▸ Problem to solve
Reproduce the records below, changing every occurrence of "localization module" to "detection module" and leaving everything else untouched.

Annotated coordinate records
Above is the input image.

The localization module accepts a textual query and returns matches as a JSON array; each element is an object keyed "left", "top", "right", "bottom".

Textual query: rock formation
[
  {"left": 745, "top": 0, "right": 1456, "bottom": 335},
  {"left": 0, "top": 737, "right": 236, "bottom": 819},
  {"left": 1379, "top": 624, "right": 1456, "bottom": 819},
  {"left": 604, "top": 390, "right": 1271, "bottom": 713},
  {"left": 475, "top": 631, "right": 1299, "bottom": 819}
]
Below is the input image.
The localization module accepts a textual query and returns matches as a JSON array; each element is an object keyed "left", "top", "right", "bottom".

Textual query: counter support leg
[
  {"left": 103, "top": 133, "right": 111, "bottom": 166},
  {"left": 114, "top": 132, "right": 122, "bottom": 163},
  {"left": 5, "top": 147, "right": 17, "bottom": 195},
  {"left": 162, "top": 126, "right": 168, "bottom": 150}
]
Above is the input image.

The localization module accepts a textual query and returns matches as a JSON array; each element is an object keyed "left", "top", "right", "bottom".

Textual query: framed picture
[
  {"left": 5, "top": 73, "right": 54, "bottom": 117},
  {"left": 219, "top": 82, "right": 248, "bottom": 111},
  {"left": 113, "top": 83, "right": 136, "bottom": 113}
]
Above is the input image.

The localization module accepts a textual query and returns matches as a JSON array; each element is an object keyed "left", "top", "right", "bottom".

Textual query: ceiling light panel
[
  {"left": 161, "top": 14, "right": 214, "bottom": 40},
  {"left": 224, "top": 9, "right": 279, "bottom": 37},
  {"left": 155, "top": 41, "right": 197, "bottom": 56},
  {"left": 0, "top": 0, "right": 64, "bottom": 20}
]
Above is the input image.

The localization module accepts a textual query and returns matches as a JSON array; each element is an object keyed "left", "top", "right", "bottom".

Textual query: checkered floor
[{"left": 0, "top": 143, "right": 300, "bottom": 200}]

▸ Exercise result
Above is the input image.

The detection module accepts a textual query and returns matches as a JSON array; each element is an object keyed "left", "top", "right", "bottom".

Textual query: rock formation
[
  {"left": 745, "top": 0, "right": 1456, "bottom": 335},
  {"left": 0, "top": 737, "right": 236, "bottom": 819},
  {"left": 1379, "top": 624, "right": 1456, "bottom": 819},
  {"left": 604, "top": 390, "right": 1271, "bottom": 713},
  {"left": 475, "top": 631, "right": 1299, "bottom": 819}
]
Below is the input image.
The detection module accepts a textual query and returns matches as a JSON array; each element is an object keyed "left", "top", "right", "bottom".

Textual query: counter support leg
[
  {"left": 103, "top": 133, "right": 111, "bottom": 166},
  {"left": 114, "top": 132, "right": 122, "bottom": 163},
  {"left": 5, "top": 147, "right": 17, "bottom": 195},
  {"left": 162, "top": 126, "right": 168, "bottom": 150}
]
Above is the input image.

The detection module accepts a textual query and returns matches as a JSON array; each element is an object keyed "left", "top", "right", "bottom".

Textual query: framed picture
[
  {"left": 5, "top": 73, "right": 54, "bottom": 117},
  {"left": 219, "top": 82, "right": 248, "bottom": 111},
  {"left": 113, "top": 83, "right": 136, "bottom": 113}
]
Above is the input image.

The detection module accepts a textual query and returns matches as a JSON array; each element is an object keyed "left", "top", "right", "bottom".

Textual query: ceiling light panel
[
  {"left": 161, "top": 14, "right": 214, "bottom": 40},
  {"left": 224, "top": 9, "right": 279, "bottom": 37},
  {"left": 155, "top": 41, "right": 197, "bottom": 56},
  {"left": 0, "top": 0, "right": 64, "bottom": 20}
]
Above is the input image.

The detection module accepts a textual query and returns matches as a JSON array; each element is an object keyed "left", "top", "right", "bottom".

Textual query: checkered floor
[{"left": 0, "top": 143, "right": 300, "bottom": 200}]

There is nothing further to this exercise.